Task requirements =>
1) List every year mentioned in the article on Northwestel's internet overage fees.
2) Answer these questions from the article on Northwestel's internet overage fees.
(a) What would Northwestel's satellite customers get instead of an overage waiver?
(b) On what date does Northwestel promise to begin unlimited data plans if the subsidy is restored?
(c) On what day of the week did the CRTC respond by letter?

**** Extract to read ****

Canada’s telecoms regulator has told Northwestel to reapply for permission to waive northern residents’ internet overage fees during the Covid-19 pandemic.
Northwestel filed an application with regulator the CRTC earlier this week, asking to amend its packages temporarily so northern residents aren’t charged for overages on a wide range of the company’s plans for March and April. (Not all customers are included. Those with satellite service would have their cap doubled instead.)
However, Northwestel made the overage waiver conditional on the regulator agreeing that Northwestel should receive more money from a national fund for telecoms companies working in high-cost areas.
The CRTC says that’s a separate matter and Northwestel should stick to worrying about the pandemic and northern residents for now. It wants Northwestel to file its request again, this time with no strings attached.
Northwestel says it’s already losing money providing some of its services to the North, and it can’t afford to waive overage fees if the CRTC doesn’t grant the extra cash.
If the CRTC granted Northwestel’s request, the company says it would stand to receive an extra $2.2 million in 2020 and $4.3 million in 2021. Northwestel says it would use that cash to offset the cost of giving northerners overage-free internet in March and April.
Northwestel says the issue is not just the money it will lose from writing off overages, but also the cost of changing its system to allow what would be, in effect, unlimited data plans.
The fund in question is a national fund that all major telecoms companies pay into. Then, companies trying to offer service in more expensive areas – like the North – get to draw money from the fund to subsidize operations related to voice calls.
The CRTC in 2018 declared that Northwestel’s local subsidy, as it is known, for voice calls would be phased out by 2021 – to be replaced by a new funding model aimed at encouraging reliable broadband.
Phasing out the subsidy meant deducting $2.2 million from what would have been the payment to Northwestel for 2020, then deducting $4.3 million in 2021, while setting up a new broadband fund to which the company could apply.
Northwestel’s application this week basically states: give back those deductions and we’ll be able to waive the overage fees for northerners.
Northwestel also promises to introduce unlimited data plans for northern customers, beginning on May 1, 2020, if the CRTC restores the subsidy.
Northwestel ‘will refile immediately’
Responding by letter on Wednesday, the CRTC said Northwestel was trying to reverse a past decision and pre-empt a separate hearing already scheduled to address the issues raised by the company.

**** Provided data ****

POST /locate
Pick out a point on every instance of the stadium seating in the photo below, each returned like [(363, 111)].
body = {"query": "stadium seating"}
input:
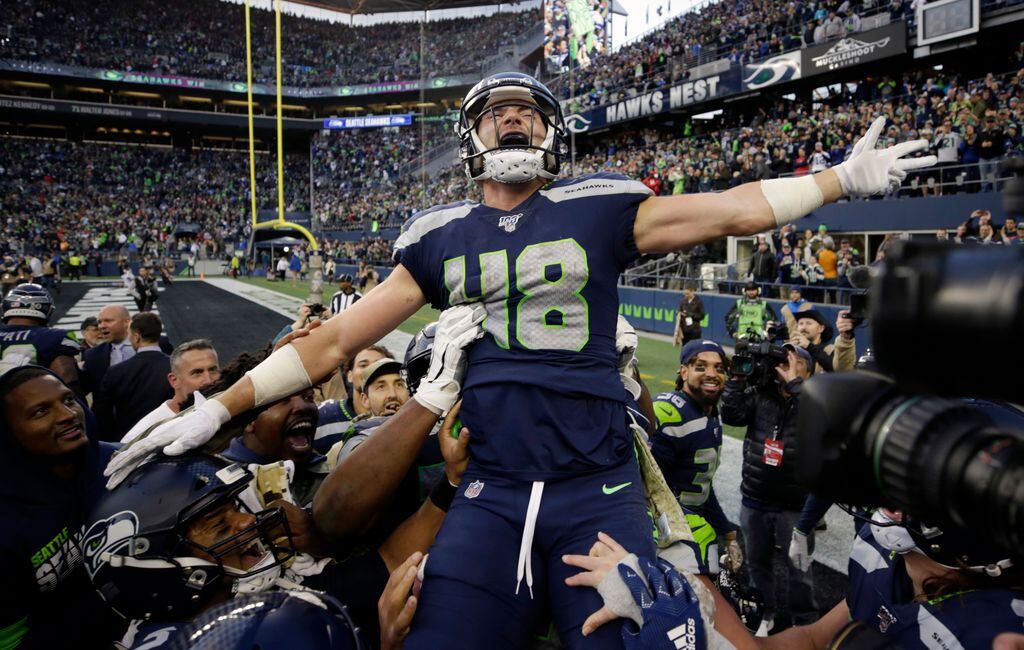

****

Solutions per task =>
1) 2018, 2020, 2021

2)
(a) Their cap would be doubled.
(b) May 1, 2020
(c) Wednesday